%%

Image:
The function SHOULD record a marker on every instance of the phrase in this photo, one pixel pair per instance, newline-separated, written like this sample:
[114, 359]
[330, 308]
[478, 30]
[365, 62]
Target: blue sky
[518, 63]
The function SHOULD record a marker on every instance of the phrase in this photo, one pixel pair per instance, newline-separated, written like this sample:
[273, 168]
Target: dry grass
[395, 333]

%%
%%

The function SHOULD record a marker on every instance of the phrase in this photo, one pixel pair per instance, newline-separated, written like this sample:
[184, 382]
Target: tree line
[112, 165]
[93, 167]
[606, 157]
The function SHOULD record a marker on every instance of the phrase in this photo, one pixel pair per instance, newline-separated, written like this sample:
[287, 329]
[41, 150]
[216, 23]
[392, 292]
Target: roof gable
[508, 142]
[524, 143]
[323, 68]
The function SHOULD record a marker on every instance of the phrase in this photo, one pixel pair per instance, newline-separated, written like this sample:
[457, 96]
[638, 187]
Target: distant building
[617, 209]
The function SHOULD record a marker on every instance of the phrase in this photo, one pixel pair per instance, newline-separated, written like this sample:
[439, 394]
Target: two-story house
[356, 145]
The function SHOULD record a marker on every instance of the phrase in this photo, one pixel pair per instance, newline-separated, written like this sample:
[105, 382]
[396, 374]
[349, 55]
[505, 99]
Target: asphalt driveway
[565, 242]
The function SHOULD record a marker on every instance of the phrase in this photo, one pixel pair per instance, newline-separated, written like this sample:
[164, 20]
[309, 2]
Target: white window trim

%%
%%

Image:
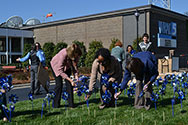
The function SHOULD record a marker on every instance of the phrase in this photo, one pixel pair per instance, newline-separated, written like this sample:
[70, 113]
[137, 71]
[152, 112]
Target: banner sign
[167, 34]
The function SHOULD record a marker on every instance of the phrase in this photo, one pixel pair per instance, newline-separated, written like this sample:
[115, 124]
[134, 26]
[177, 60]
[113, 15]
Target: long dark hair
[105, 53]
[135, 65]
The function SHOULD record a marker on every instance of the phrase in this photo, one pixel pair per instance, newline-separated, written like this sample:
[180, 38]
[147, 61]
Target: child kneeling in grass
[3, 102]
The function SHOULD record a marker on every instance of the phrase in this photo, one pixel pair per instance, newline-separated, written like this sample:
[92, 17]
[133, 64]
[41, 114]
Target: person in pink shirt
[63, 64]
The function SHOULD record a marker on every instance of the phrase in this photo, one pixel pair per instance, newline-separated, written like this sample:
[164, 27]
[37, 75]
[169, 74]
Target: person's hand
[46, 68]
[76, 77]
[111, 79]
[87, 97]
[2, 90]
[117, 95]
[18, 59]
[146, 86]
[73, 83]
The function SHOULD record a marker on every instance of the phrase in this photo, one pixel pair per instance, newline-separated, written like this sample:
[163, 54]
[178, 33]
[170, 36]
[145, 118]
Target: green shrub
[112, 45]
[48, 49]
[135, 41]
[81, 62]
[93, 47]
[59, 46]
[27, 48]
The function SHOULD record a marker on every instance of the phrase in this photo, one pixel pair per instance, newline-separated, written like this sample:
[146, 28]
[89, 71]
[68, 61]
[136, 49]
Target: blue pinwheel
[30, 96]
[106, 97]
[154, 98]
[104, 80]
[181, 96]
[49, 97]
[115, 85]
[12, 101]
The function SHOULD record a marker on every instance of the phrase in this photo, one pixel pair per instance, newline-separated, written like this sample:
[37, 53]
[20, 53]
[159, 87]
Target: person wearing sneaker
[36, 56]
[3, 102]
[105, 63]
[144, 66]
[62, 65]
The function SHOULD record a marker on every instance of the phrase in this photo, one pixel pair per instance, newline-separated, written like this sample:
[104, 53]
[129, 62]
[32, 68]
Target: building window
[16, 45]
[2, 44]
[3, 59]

%%

*Challenge*: Find every line in the entries above that includes the word "window" and copy each one.

*Task answer*:
Target: white window trim
Target: building window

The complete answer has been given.